*Entries supplied*:
_ _ _ _ _

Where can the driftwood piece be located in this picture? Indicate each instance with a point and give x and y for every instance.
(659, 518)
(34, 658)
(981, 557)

_ _ _ _ _

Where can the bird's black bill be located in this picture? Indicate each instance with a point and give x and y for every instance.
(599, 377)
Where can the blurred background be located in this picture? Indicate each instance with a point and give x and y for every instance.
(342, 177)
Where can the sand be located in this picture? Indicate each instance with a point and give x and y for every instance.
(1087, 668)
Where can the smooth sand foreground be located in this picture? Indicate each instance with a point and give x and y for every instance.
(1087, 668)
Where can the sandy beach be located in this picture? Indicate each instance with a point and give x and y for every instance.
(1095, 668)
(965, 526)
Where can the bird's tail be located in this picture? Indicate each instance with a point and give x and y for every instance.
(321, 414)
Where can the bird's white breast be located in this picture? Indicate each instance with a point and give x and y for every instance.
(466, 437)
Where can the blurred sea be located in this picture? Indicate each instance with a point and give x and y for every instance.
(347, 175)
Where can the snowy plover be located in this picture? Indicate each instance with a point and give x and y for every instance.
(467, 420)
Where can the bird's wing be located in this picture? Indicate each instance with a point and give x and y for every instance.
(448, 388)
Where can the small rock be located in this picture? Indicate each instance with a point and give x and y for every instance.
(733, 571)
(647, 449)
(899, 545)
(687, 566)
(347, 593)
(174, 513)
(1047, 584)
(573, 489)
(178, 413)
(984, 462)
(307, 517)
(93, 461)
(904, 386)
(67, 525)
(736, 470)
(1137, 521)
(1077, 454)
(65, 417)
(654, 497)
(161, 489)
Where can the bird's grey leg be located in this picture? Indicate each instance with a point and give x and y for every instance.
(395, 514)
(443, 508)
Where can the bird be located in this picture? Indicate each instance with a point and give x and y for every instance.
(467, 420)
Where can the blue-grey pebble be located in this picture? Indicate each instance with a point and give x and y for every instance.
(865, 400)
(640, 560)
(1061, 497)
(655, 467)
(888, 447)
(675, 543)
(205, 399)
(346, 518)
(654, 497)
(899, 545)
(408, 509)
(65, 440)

_ _ _ _ _

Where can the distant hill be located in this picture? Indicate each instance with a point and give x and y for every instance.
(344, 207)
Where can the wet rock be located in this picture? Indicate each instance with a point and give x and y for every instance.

_ _ _ _ _

*Your goal*: Which lines of the material contain the word "blurred"? Show each of them in full, treating uppercase and lowercase letters as different.

*Full output*:
Where can the blurred background be located in this picture? Indicate each instance with a point and give x and y for every instance.
Where can the blurred sea be located in this picture? Indicate each instance with a point and give x and y for every instance.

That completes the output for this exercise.